WRITTEN EXERCISE:
Please answer these questions using the text about Betty Weaver:
(a) How old is Betty Weaver?
(b) On which days and at what time is she at the pool?
(c) In which lane does she swim laps, and for how long?

At 5:30 in the morning, small talk doesn’t flow easily. It can take years to get to know your poolmates, one incoherent sentence at a time. But over time friendships are made, your tribe expands, and you sometimes find inspiration in people who were once strangers.
Betty Weaver is one of these inspirational forces (not just because of her name). Betty’s a feisty 89 years old. She’s been a pool regular long before I joined. Every Monday, Wednesday and Friday at 5:30am, she’s at the pool with her duffle bag ready to swim, almost without exception.
As with most of my heroes her accomplishments are many, but her attitude is what I find most remarkable.
She makes all of her own swimsuits. (I didn’t even know this was possible) Most days she climbs in and out of the pool on her own and on days when her back is bad, she uses the chair. She doesn’t love this, but it’s better than not swimming. Once she’s in, she swims laps in the first lane for 45 minutes.

DATA SHOWN:

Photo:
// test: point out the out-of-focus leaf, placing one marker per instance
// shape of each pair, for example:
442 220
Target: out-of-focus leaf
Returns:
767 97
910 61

RESULT:
(a) 89 years old
(b) Monday, Wednesday and Friday at 5:30am
(c) The first lane, for 45 minutes